## Verilen görev 1
Alıntıya göre dava dosyasının görevli mahkemeye gönderilmesini talep etmek için görevsizlik kararının kesinleşmesinden itibaren ne kadar süre vardır?

_ _ _ _

Bilindiği üzere, görevsizlik kararı veren mahkeme bu kararında dava dosyasının görevli mahkemeye gönderilmesine karar vermekle yetinir. Dava dosyasını kendiliğinden (re’sen) görevli mahkemeye gönderemez. Dava dosyasının görevli mahkemeye gönderilmesi ve davaya görevli mahkemede devam edilebilmesi için görevsizlik kararının kesinleşmesinden itibaren iki hafta içinde taraflardan birinin kararı veren mahkemeye başvurarak dava dosyasının görevli ya da yetkili mahkemeye gönderilmesini talep etmesi gerekir (HMK’nun 20. maddesi). İki haftalık süre hak düşürücü nitelikte olup, mahkemece re’sen gözetilir.
(….)Bilindiği üzere, mahkemelerin görevi kamu düzenine ilişkin ve aynı zamanda dava şartı olması nedeniyle bir dava açıldığında mahkeme, görevli olup olmadığını davanın her aşamasında kendiliğinden (resen) inceler ve görevsiz olduğu kanısına varırsa, tarafların ileri sürüp sürmediğine bakmaksızın görevsizlik kararı verir.

_ _ _ _

## Verilen görev 2
Aşağıdaki satırları, içinde "Kindly provide the mask of every instance of the <item>large" geçen satırdan başlayıp "96 20 L 101" geçen satırdan sonra durarak (iki uç da dahil) iki sütunlu CSV olarak ver. Sütunlar "talep" ve "cevap" olsun. Her talep–cevap çifti bir CSV satırı olsun, her alan tek bir tırnaklı alanda dursun ve satır sonları boşluğa çevrilsin.

_ _ _ _

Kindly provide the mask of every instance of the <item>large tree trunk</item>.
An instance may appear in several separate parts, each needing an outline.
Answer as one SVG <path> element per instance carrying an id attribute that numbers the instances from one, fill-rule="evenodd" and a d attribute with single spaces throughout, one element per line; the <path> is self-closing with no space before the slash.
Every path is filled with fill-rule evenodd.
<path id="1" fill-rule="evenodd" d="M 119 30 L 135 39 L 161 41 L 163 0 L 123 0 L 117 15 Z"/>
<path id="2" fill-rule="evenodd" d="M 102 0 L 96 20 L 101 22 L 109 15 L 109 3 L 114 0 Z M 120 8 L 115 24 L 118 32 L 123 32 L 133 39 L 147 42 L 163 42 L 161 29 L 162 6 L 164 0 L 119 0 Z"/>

_ _ _ _

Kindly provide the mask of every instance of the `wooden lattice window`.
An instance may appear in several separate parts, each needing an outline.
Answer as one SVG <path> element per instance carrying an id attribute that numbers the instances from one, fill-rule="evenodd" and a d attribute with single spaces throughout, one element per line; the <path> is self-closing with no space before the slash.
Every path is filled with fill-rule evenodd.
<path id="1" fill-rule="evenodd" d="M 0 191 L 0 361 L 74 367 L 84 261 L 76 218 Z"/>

_ _ _ _

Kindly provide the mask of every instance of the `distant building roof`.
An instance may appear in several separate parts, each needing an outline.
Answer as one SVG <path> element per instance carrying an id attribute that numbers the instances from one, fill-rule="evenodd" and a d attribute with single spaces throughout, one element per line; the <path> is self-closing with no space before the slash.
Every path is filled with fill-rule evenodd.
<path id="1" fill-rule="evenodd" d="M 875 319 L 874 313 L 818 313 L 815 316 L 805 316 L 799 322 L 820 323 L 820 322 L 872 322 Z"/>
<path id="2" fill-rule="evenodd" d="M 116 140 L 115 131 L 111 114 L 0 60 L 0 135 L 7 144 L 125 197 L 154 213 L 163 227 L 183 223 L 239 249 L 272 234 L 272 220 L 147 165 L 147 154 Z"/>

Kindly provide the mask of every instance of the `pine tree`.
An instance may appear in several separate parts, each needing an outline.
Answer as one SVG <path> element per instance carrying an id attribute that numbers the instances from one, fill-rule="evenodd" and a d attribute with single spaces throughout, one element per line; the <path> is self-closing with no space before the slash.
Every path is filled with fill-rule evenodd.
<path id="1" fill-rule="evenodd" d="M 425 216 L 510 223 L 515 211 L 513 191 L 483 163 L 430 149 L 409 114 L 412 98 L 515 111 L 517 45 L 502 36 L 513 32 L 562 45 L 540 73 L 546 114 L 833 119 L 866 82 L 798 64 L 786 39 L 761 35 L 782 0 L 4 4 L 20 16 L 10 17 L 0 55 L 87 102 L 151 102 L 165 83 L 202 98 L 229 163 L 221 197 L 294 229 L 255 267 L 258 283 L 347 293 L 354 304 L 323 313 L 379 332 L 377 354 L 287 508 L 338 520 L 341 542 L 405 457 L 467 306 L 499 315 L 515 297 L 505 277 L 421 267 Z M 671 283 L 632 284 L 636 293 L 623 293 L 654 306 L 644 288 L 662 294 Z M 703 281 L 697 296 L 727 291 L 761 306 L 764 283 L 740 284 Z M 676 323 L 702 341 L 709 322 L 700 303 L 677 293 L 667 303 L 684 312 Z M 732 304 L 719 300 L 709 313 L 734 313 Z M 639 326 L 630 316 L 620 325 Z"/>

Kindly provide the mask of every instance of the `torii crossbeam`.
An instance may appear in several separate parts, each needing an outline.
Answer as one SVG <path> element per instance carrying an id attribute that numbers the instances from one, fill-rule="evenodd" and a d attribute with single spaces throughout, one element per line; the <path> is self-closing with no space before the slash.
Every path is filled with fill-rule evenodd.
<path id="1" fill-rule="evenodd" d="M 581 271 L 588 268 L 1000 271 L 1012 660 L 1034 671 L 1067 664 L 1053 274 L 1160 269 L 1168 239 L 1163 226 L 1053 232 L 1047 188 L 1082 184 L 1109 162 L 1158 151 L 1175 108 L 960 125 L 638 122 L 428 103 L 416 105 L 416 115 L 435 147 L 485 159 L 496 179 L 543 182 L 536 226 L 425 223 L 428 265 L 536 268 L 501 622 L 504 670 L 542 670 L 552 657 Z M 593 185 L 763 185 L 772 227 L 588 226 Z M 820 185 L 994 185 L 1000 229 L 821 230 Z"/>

_ _ _ _

## Tam yanıt 1
İki hafta.

## Tam yanıt 2
talep,cevap
"Kindly provide the mask of every instance of the <item>large tree trunk</item>. An instance may appear in several separate parts, each needing an outline. Answer as one SVG <path> element per instance carrying an id attribute that numbers the instances from one, fill-rule=""evenodd"" and a d attribute with single spaces throughout, one element per line; the <path> is self-closing with no space before the slash. Every path is filled with fill-rule evenodd.","<path id=""1"" fill-rule=""evenodd"" d=""M 119 30 L 135 39 L 161 41 L 163 0 L 123 0 L 117 15 Z""/> <path id=""2"" fill-rule=""evenodd"" d=""M 102 0 L 96 20 L 101 22 L 109 15 L 109 3 L 114 0 Z M 120 8 L 115 24 L 118 32 L 123 32 L 133 39 L 147 42 L 163 42 L 161 29 L 162 6 L 164 0 L 119 0 Z""/>"